Items

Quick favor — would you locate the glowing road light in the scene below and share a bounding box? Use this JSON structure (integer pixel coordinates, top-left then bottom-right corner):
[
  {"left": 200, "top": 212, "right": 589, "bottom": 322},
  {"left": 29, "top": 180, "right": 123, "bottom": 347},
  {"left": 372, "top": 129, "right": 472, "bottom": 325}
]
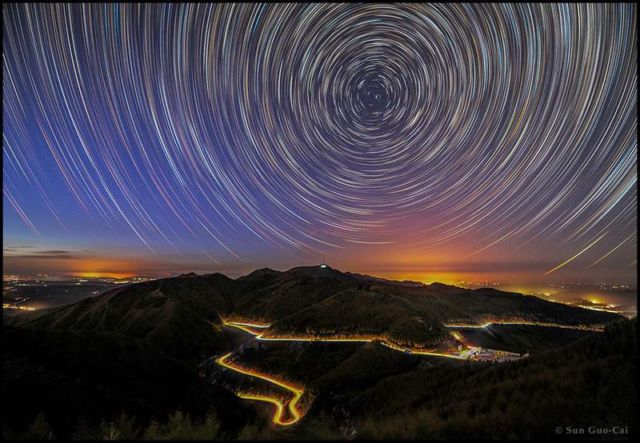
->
[
  {"left": 443, "top": 320, "right": 604, "bottom": 332},
  {"left": 216, "top": 352, "right": 304, "bottom": 426},
  {"left": 223, "top": 320, "right": 466, "bottom": 359}
]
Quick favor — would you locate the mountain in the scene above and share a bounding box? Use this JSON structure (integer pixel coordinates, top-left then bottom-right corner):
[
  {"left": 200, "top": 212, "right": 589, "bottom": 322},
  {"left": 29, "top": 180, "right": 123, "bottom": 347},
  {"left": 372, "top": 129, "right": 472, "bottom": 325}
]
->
[
  {"left": 3, "top": 267, "right": 621, "bottom": 438},
  {"left": 8, "top": 266, "right": 620, "bottom": 362}
]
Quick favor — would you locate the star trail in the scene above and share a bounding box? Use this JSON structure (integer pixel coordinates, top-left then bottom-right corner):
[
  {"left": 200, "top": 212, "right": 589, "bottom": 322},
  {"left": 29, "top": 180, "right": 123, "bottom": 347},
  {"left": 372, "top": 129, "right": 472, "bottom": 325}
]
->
[{"left": 3, "top": 3, "right": 637, "bottom": 284}]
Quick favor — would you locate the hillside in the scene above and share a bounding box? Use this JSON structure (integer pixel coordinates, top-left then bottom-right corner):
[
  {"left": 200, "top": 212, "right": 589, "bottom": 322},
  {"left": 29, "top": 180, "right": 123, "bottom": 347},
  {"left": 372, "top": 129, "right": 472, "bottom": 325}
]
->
[
  {"left": 9, "top": 267, "right": 620, "bottom": 362},
  {"left": 3, "top": 267, "right": 632, "bottom": 438}
]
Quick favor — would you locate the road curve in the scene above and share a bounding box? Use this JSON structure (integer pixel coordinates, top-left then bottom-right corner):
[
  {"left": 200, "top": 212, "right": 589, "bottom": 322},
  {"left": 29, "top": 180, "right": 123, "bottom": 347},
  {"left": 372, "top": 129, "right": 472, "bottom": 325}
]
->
[{"left": 216, "top": 352, "right": 304, "bottom": 426}]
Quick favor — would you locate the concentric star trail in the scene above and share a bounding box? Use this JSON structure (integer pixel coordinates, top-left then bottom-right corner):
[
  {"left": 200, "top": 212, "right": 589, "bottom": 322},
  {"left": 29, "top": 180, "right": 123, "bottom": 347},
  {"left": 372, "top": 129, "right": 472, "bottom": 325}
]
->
[{"left": 3, "top": 3, "right": 637, "bottom": 278}]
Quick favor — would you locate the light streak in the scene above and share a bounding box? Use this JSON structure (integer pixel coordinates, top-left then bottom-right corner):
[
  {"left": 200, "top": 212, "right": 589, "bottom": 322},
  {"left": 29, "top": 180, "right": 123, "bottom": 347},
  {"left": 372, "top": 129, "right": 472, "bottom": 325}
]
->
[
  {"left": 544, "top": 234, "right": 605, "bottom": 275},
  {"left": 216, "top": 352, "right": 304, "bottom": 426},
  {"left": 443, "top": 320, "right": 604, "bottom": 332}
]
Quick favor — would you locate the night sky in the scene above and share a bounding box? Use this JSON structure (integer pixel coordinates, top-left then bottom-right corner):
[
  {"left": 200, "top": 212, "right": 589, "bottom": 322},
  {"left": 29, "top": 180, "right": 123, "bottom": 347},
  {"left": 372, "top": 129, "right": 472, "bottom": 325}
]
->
[{"left": 3, "top": 4, "right": 637, "bottom": 284}]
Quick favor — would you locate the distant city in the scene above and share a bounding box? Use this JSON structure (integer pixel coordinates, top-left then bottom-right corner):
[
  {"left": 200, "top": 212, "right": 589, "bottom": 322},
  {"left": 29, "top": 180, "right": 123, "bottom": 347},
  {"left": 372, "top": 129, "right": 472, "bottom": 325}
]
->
[{"left": 2, "top": 274, "right": 637, "bottom": 318}]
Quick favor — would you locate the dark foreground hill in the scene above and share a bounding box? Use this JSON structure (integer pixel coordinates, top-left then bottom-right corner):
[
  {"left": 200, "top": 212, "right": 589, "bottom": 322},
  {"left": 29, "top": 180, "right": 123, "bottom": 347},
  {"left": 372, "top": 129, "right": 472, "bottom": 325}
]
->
[
  {"left": 3, "top": 267, "right": 635, "bottom": 438},
  {"left": 7, "top": 267, "right": 620, "bottom": 356}
]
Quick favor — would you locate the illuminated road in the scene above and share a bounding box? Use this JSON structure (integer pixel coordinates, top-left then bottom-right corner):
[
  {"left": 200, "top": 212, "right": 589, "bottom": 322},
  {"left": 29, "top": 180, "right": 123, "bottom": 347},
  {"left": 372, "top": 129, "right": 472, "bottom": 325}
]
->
[
  {"left": 216, "top": 352, "right": 304, "bottom": 426},
  {"left": 223, "top": 320, "right": 468, "bottom": 360},
  {"left": 443, "top": 320, "right": 604, "bottom": 332}
]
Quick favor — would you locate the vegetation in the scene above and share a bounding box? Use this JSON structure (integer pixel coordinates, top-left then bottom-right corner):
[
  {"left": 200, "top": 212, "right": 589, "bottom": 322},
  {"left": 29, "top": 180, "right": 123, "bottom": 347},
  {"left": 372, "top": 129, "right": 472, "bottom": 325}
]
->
[{"left": 3, "top": 268, "right": 637, "bottom": 439}]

Task instructions
Starting with the line that contains "Quick favor — would you locate the vegetation" and continuing through the end of the data, reproduce every line. Multiply each bounding-box coordinate in the answers by 0.7 and round it to a whole number, with halves rounding up, while leaving the sample coordinates in the JSON template unchanged.

Solved exercise
Quick favor — would you locate the vegetation in the scene above and share a bounding box? Use this JSON structure (integer pixel coordinates, top-left then bottom-right corner):
[
  {"left": 200, "top": 212, "right": 589, "bottom": 322},
  {"left": 29, "top": 180, "right": 123, "bottom": 347},
  {"left": 372, "top": 129, "right": 472, "bottom": 325}
]
->
[{"left": 2, "top": 188, "right": 446, "bottom": 307}]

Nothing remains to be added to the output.